→ SCOPO DEL COMPITO:
Riscrivi senza alcuna modifica le righe che vanno da quella contenente "Final review — confirm that every bush" fino alla fine, comprese la prima e l'ultima.

****************************************

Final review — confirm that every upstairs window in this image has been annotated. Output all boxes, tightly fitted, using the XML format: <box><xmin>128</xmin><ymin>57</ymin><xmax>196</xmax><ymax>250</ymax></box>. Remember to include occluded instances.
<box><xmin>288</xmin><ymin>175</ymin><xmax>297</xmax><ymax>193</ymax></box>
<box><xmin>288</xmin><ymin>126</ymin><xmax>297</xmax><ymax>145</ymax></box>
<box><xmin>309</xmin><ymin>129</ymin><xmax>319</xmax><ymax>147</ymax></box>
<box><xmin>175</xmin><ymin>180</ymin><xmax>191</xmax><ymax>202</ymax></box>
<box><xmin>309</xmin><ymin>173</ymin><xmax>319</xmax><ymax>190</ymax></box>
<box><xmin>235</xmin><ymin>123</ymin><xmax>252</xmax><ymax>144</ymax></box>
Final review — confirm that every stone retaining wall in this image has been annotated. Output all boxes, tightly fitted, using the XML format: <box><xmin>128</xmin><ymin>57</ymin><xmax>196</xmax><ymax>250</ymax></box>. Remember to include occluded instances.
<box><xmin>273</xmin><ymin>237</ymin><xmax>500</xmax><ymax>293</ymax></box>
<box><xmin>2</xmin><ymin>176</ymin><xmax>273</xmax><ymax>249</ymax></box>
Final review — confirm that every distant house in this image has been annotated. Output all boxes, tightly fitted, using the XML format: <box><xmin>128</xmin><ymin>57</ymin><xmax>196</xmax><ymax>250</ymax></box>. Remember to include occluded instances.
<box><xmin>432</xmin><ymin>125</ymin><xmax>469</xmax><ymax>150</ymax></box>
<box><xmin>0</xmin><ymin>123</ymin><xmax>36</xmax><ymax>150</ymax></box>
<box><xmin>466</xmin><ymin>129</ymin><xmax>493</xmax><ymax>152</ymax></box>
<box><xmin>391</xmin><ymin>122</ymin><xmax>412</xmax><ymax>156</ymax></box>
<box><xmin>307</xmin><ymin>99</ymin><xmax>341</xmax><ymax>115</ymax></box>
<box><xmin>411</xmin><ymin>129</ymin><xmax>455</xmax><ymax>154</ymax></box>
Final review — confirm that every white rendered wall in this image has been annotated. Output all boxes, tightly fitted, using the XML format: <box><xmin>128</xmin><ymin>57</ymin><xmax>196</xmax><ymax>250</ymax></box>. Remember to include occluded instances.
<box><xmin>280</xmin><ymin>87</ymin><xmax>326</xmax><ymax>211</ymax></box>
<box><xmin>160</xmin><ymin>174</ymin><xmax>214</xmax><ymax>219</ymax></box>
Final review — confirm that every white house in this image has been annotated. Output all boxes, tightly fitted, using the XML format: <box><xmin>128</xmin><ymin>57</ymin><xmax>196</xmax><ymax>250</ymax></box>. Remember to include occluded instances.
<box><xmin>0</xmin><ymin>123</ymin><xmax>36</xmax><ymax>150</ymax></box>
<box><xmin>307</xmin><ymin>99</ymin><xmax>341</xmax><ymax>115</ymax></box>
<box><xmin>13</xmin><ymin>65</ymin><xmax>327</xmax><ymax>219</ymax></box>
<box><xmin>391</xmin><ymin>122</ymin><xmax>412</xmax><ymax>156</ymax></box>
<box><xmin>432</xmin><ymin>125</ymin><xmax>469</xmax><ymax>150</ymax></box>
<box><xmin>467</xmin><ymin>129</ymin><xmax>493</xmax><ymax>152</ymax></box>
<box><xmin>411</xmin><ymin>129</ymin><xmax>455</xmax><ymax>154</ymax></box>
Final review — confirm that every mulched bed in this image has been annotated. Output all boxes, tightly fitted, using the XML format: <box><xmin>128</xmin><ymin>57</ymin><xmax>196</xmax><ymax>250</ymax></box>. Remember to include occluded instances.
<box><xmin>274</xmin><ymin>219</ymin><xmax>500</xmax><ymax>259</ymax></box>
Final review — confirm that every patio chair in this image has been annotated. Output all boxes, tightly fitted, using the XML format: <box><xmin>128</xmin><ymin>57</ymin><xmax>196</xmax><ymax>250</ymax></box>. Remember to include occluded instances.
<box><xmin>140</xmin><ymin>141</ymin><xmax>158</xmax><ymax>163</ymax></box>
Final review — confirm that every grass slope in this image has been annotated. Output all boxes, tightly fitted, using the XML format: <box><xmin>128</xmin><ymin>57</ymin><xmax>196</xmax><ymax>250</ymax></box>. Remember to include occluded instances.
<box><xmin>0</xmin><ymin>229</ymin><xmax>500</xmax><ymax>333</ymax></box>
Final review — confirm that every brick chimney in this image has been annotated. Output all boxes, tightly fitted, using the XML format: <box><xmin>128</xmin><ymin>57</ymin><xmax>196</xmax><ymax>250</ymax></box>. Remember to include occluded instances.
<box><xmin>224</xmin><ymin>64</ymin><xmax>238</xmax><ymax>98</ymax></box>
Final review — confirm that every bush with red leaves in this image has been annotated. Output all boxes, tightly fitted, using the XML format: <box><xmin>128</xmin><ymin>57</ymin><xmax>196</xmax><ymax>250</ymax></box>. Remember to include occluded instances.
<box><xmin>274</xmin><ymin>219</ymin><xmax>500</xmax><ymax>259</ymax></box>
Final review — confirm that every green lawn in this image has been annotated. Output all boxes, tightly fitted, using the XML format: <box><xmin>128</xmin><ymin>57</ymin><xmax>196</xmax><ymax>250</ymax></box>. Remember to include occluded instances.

****************************************

→ RISULTATO DEL COMPITO:
Final review — confirm that every bush with red leaves in this image has been annotated. Output all boxes, tightly fitted, using the XML format: <box><xmin>128</xmin><ymin>57</ymin><xmax>196</xmax><ymax>250</ymax></box>. Remember to include occluded instances.
<box><xmin>274</xmin><ymin>219</ymin><xmax>500</xmax><ymax>259</ymax></box>
Final review — confirm that every green lawn in this image has been annotated. Output all boxes, tightly fitted, using the XML format: <box><xmin>128</xmin><ymin>57</ymin><xmax>196</xmax><ymax>250</ymax></box>. Remember to include occluded instances.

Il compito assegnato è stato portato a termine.